Alıştırma Yönergeleri |
**a)** Türkiye'de İngilizce sorunu üzerine yazılan metinde "İngilizce eğitimi Türkiye’de" ifadesinden "şekilde ortaya koyuyor." ifadesine kadar olan bölümü hiçbir değişiklik yapmadan yazın.
**b)** Aşağıdaki satırlardan kaçında "black" kelimesinin geçtiğini sayın ve yalnızca bu sayıyı verin.

------ Verilen Metin

Türkiye'de İngilizce Sorunu

Sonuna kadar okumanızı tavsiye ediyoruz.

İngilizce eğitimi Türkiye’de Osmanlıdan bu yana sürüp gelen büyük bir sorundur.
 
Tanzimat döneminde başlayan bugüne kadar süre gelen 'İngilizce Hırsızlığı' uzun yıllar da sürecektir.
 
Bu yazımı çok önemli bir TV kanalının aldığı konuğu dinledikten sonra yazmaya karar verdim.
 
Uzun süredir duyduğum mantığıma bir türlü yatmayan dinledikten sonra da nefretle tekrar tekrar dinlediğim bu zırvalıklar Türkiye’de İngilizce Hırsızlığı'nın hangi boyutlara ulaştığını çok açık bir şekilde ortaya koyuyor.
 
Söylemlerindeki tezatlığı görebilmek için ne İngilizceyi çok iyi bilmeye ne de İngilizce eğitmeni olmaya gerek yok.

------------
------ Verilen Satırlar

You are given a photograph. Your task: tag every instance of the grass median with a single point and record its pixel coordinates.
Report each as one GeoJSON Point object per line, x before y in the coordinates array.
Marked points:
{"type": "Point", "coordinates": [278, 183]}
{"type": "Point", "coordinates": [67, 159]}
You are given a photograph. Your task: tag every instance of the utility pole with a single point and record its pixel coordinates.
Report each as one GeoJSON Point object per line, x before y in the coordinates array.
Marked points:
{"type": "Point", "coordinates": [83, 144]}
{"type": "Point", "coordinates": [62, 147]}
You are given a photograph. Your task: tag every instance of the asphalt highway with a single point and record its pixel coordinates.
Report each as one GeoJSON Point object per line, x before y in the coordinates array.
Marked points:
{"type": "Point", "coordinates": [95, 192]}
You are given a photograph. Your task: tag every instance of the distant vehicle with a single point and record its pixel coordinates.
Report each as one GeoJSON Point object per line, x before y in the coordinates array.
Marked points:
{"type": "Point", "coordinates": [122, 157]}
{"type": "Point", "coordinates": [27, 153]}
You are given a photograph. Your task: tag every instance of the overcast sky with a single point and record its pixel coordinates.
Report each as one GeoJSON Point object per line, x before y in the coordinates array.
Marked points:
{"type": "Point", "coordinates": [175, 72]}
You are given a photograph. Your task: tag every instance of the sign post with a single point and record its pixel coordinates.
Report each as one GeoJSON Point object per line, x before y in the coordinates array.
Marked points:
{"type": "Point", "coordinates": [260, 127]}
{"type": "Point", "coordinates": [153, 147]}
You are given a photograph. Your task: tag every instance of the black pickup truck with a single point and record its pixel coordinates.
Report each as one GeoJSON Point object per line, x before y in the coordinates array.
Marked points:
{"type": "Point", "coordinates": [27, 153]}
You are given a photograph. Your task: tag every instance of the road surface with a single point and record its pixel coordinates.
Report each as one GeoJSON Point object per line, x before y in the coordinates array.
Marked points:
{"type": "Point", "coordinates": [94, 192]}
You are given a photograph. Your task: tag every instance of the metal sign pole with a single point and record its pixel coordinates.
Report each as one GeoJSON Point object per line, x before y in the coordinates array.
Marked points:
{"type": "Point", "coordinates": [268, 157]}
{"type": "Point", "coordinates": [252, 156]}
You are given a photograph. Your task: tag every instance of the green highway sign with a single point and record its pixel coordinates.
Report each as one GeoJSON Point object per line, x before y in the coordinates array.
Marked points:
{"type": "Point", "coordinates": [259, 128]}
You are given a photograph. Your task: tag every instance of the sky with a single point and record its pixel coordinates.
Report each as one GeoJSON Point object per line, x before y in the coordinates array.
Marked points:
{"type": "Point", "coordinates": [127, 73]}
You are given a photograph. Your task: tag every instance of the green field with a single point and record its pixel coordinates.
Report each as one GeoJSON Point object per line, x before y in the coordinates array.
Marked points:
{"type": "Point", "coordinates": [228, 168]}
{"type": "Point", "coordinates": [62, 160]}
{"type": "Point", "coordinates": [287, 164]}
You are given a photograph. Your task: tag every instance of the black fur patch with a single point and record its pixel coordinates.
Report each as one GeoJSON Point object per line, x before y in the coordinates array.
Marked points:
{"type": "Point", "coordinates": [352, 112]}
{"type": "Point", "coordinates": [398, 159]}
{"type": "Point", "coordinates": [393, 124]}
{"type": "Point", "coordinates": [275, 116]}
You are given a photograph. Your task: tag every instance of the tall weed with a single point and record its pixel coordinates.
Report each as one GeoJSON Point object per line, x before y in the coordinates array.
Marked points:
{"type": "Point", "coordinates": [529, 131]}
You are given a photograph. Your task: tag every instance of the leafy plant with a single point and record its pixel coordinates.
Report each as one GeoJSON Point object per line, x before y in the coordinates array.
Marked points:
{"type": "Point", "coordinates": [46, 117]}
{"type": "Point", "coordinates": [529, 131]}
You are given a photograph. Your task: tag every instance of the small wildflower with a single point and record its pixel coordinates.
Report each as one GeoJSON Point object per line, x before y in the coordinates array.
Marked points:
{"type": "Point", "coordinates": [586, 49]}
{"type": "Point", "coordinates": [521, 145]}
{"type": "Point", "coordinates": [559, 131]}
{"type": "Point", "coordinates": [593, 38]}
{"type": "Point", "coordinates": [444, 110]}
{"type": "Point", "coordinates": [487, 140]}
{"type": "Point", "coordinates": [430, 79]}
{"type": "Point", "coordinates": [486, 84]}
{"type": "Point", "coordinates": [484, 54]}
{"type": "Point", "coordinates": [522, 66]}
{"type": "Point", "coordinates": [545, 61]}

------------

Problem Çözümleri |
**a)**
İngilizce eğitimi Türkiye’de Osmanlıdan bu yana sürüp gelen büyük bir sorundur.
 
Tanzimat döneminde başlayan bugüne kadar süre gelen 'İngilizce Hırsızlığı' uzun yıllar da sürecektir.
 
Bu yazımı çok önemli bir TV kanalının aldığı konuğu dinledikten sonra yazmaya karar verdim.
 
Uzun süredir duyduğum mantığıma bir türlü yatmayan dinledikten sonra da nefretle tekrar tekrar dinlediğim bu zırvalıklar Türkiye’de İngilizce Hırsızlığı'nın hangi boyutlara ulaştığını çok açık bir şekilde ortaya koyuyor.

**b)** 2